No pictures, nothing altered: return the data below.

<<<<

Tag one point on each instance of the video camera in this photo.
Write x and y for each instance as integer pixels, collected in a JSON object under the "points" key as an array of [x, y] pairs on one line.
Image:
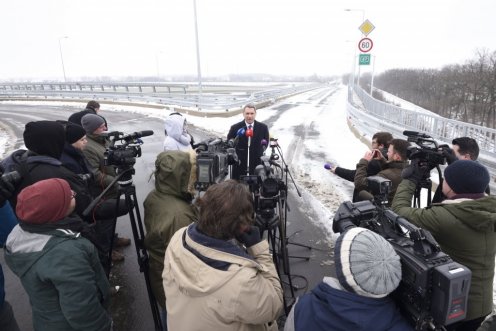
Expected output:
{"points": [[123, 156], [426, 150], [433, 291], [268, 187], [214, 156]]}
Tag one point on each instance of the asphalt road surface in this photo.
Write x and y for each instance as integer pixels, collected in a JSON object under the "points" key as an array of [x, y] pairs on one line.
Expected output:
{"points": [[130, 306]]}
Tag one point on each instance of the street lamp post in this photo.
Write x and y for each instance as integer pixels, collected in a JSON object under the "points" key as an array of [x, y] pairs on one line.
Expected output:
{"points": [[62, 57], [197, 51]]}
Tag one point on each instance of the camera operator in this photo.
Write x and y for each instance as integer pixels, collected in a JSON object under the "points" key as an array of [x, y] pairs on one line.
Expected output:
{"points": [[95, 125], [167, 209], [391, 169], [464, 148], [92, 107], [177, 138], [8, 221], [214, 283], [380, 141], [57, 265], [463, 225], [362, 288], [259, 132]]}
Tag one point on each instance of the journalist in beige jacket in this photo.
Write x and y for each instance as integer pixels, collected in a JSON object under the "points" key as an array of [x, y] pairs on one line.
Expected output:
{"points": [[211, 282]]}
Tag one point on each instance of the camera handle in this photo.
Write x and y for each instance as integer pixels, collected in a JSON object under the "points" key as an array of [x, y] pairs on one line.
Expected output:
{"points": [[129, 192]]}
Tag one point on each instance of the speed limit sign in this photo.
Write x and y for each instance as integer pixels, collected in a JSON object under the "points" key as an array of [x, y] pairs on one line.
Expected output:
{"points": [[365, 45]]}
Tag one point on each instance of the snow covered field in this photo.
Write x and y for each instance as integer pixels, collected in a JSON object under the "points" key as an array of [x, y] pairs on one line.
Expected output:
{"points": [[311, 129]]}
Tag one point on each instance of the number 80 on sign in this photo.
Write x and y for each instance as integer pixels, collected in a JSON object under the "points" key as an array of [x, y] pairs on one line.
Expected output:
{"points": [[365, 45]]}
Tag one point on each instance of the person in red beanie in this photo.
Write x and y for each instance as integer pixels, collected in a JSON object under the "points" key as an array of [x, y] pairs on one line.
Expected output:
{"points": [[58, 267]]}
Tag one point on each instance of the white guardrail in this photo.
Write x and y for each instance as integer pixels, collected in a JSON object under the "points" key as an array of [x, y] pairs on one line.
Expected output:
{"points": [[213, 97], [376, 115]]}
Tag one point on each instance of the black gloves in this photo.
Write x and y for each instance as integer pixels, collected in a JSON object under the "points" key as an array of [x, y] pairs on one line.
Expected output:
{"points": [[7, 189], [416, 171], [250, 237]]}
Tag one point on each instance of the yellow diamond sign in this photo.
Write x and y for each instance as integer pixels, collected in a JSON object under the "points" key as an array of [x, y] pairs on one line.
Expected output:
{"points": [[366, 27]]}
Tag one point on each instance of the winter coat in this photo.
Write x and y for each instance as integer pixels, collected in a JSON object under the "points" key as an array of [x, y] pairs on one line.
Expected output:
{"points": [[34, 168], [328, 308], [74, 160], [167, 209], [7, 222], [390, 170], [217, 286], [63, 277], [465, 230], [176, 138], [260, 132], [94, 153]]}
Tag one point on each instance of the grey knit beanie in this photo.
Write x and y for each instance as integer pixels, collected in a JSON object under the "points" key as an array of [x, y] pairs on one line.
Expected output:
{"points": [[91, 122], [366, 264]]}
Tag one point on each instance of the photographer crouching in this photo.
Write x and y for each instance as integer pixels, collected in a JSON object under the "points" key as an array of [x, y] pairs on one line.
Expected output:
{"points": [[214, 283], [463, 225]]}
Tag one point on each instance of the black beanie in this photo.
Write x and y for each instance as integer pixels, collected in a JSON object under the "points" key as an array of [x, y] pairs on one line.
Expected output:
{"points": [[73, 133], [466, 176], [45, 138]]}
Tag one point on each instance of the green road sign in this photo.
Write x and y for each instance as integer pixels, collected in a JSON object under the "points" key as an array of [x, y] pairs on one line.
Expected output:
{"points": [[364, 59]]}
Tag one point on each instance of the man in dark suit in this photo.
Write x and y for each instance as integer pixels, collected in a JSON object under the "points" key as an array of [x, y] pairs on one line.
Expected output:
{"points": [[260, 132]]}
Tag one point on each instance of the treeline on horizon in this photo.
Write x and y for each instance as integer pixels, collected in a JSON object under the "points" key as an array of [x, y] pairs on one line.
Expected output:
{"points": [[465, 92]]}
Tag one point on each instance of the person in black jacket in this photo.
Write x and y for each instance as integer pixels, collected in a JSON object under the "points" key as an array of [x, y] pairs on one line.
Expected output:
{"points": [[464, 148], [260, 132], [380, 141]]}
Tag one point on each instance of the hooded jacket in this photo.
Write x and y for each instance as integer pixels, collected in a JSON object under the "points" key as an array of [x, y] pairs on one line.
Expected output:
{"points": [[329, 308], [94, 153], [167, 209], [465, 230], [62, 275], [216, 286], [390, 170], [176, 139]]}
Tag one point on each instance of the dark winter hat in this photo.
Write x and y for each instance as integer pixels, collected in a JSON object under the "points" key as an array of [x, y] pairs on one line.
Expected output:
{"points": [[467, 176], [45, 138], [366, 264], [45, 201], [93, 105], [91, 122], [73, 133]]}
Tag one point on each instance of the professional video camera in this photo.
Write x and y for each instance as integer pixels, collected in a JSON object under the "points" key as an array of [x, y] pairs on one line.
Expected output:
{"points": [[433, 291], [426, 150], [214, 156], [123, 156]]}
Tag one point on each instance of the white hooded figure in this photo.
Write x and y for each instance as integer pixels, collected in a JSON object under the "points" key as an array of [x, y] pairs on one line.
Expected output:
{"points": [[176, 136]]}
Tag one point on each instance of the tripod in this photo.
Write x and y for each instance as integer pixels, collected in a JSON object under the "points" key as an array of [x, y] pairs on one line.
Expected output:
{"points": [[127, 188]]}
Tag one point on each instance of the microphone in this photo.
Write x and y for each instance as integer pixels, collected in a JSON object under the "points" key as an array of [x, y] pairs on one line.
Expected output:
{"points": [[264, 145]]}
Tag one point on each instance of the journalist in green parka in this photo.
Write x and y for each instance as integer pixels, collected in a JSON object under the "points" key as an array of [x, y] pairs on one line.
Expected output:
{"points": [[463, 225], [167, 209]]}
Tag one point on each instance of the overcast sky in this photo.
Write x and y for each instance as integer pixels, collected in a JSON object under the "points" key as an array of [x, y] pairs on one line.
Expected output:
{"points": [[290, 37]]}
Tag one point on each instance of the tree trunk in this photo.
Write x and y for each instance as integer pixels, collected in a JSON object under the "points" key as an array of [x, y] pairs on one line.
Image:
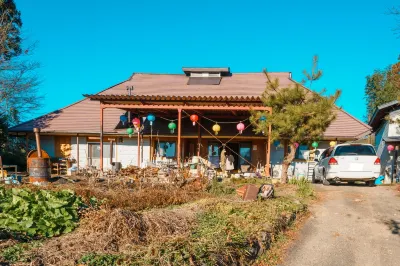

>>>>

**Problem solution**
Tag one point on each instance of the video camera in this photo.
Write x and y for each instance as integer pixels, collected in a JSON object under the "points" key as an array of [x, y] pairs on one line.
Image:
Expected output:
{"points": [[123, 156], [426, 150], [433, 291], [268, 187], [214, 156]]}
Tag one point on each instance of the asphalt road surface in this photo.
Write x and y for each instance as integer pixels, collected in a JSON object under the "points" key as an array of [x, y] pairs on one line.
Expected output:
{"points": [[130, 306]]}
Tag one point on each instance of the street lamp post in this photo.
Write x and y for each instance as integer pixels, collected in a JSON object under the "points" key as an array of [x, y] pairs on one line.
Expected output:
{"points": [[62, 57], [197, 51]]}
Tag one point on each instance of the camera operator in this photo.
Write x and y for each instance as integer pixels, collected in a JSON object under the "points" key as an array of [x, y] pairs on one line.
Expected output:
{"points": [[95, 125], [167, 209], [391, 169], [464, 148], [92, 107], [177, 138], [8, 221], [214, 283], [380, 141], [57, 265], [463, 225], [362, 288], [259, 132]]}
Tag one point on each instance of the journalist in beige jacket in this photo.
Write x and y for each instance as integer pixels, collected in a JSON object under the "points" key as an array of [x, y] pairs on one line.
Expected output:
{"points": [[211, 282]]}
Tag one point on each instance of the camera handle in this photo.
Write x and y for each instance as integer pixels, collected in a JSON object under the "points" key as an array of [x, y] pairs on one line.
Expected output:
{"points": [[129, 192]]}
Tag one point on each instance of the speed limit sign in this photo.
Write x and y for each instance as integer pixels, collected in a JSON object under the "points" key as an array of [x, y] pairs on one line.
Expected output:
{"points": [[365, 45]]}
Tag one point on each instance of the snow covered field in this photo.
Write x and y for each instance as integer pixels, collected in a JSON object under the "points" key as an array of [x, y] pairs on one line.
Expected output:
{"points": [[311, 129]]}
Tag one point on each instance of the number 80 on sign in this photo.
Write x and y for each instance as integer pixels, collected in a JSON object under the "points" key as an array of [x, y] pairs on one line.
Expected output:
{"points": [[365, 45]]}
Tag one point on each instance of the person in red beanie in this photo.
Write x and y for each instance as integer pixels, collected in a JSON object under the "points" key as an array of [x, y] pairs on one line.
Expected output:
{"points": [[58, 267]]}
Tag one point on each instance of the white guardrail in this photo.
Write x and y for each instance as integer pixels, collected in a JSON object under the "points" key as an array of [x, y] pairs on one line.
Expected output:
{"points": [[213, 97], [376, 115]]}
Tag one point on each instance of the black gloves in this photo.
Write x and y for each instance as integer pixels, collected in a JSON object under the "points" key as an array of [x, y] pairs on one line.
Expected output:
{"points": [[7, 189], [416, 171], [250, 237]]}
Tag one point on each instance of the yellow diamond sign in this photo.
Write x and y for each instance as integer pixels, collected in a JSON object under the "points" key as an array of [x, y] pairs on one line.
Expected output:
{"points": [[366, 27]]}
Tag one point on each instance of the winter coat in this photo.
Write x and y for each instance as integer pixels, collected in a JSON object under the "points" key as an array of [x, y] pairs on one line.
Expected output:
{"points": [[34, 168], [328, 308], [74, 160], [167, 209], [7, 222], [390, 170], [217, 286], [63, 277], [465, 230], [176, 138], [260, 132], [94, 153]]}
Tag one point on each instance of the grey knit beanie in this photo.
Write x and y for each instance as integer pixels, collected in a JSON object under the "points" key as an array of [x, y] pairs on one line.
Expected output:
{"points": [[91, 122], [366, 264]]}
Tag one point on each instance of the photographer crouching in this photo.
Write x and y for each instance as integer pixels, collected in a JSON object under the "points" key as an array of [x, y] pairs on one line.
Expected output:
{"points": [[214, 283], [463, 225]]}
Tag one point on each instance of the black beanie in this photo.
Write x and y for each instance as integer pixels, collected in a JSON object under the "points" key as an array of [x, y] pairs on one line.
Expected output:
{"points": [[73, 133], [466, 176], [45, 138]]}
Tag one point on each instance of the green road sign in this photo.
Write x and y for each instance as integer pixels, collected in a JSON object under the "points" key as an array of [x, y] pairs on one line.
Expected output:
{"points": [[364, 59]]}
Tag one point on each instance of the man in dark suit in this photo.
Write x and y for each instance as integer pixels, collected in a JSON object under the "points" key as an array of [x, y] pairs on one line.
Expected output:
{"points": [[260, 132]]}
Tag one point on each instance of the treeline on horizon in this photo.
Write x and y for each instance as integer pixels, collected in a JSON object under the "points" key as an array of [x, y] pairs on one line.
Expected output:
{"points": [[465, 92]]}
Tag one point on each instance of the person in black jacket in this photo.
Write x and y for each instance as integer pixels, collected in a JSON object under the "points" key as an array of [x, y] pairs on one line.
Expected output:
{"points": [[464, 148], [260, 132], [380, 141]]}
Tag one point on each instance of the hooded jacket in this photo.
Write x and y for each instance as integer pixels, collected in a JSON object under the "points" key as an array of [x, y] pairs on one line.
Expected output:
{"points": [[329, 308], [94, 153], [167, 209], [465, 230], [62, 275], [216, 286], [390, 170], [176, 139]]}
Tag one point on each instance of the dark winter hat in this photo.
Write x and y for each instance as integer pixels, collected in a JSON object under the "points" key as an array of [x, y] pairs on one line.
Expected output:
{"points": [[467, 176], [45, 138], [366, 264], [45, 201], [93, 105], [91, 122], [73, 133]]}
Tag one point on each instance of the professional video camera in this photo.
Write x and y for each instance as integer pixels, collected in a JSON object under the "points" key as an array of [x, y] pairs on one line.
Expected output:
{"points": [[433, 291], [426, 150], [214, 156], [123, 156]]}
Tag one point on each instance of the white hooded figure in this photo.
Write x and y for each instance as integer pixels, collected in a JSON object under the "points" key as an array of [x, y] pairs on one line.
Expected output:
{"points": [[176, 136]]}
Tag one point on each instance of the tripod in this photo.
Write x and y for each instance as integer pixels, collected in a JSON object under the "points" key as an array of [x, y] pairs on one line.
Expected output:
{"points": [[127, 188]]}
Tag one point on each instance of the microphone in this photo.
Write x and y for each instance as integer pixels, collected in a JSON object under the "points" key as an array of [x, y] pairs on one line.
Expected output:
{"points": [[264, 145]]}
Tag one point on each instance of the journalist in green parka in this photo.
Write x and y for each instance as integer pixels, collected in a JSON object under the "points" key as an array of [x, y] pairs on one line.
Expected output:
{"points": [[463, 225], [167, 209]]}
Tag one point on each instance of the overcast sky in this photo.
Write x and y for each instance as integer pixels, collected in a JSON object under the "points" key as an array of [x, y] pairs on one line.
Expected output:
{"points": [[290, 37]]}
Tag one point on each instance of the tree trunk in this photo.
Write x and y for each instance as integer pixels, collected in a JSON object under the "points" key as an array of [x, y] pairs on one line.
Image:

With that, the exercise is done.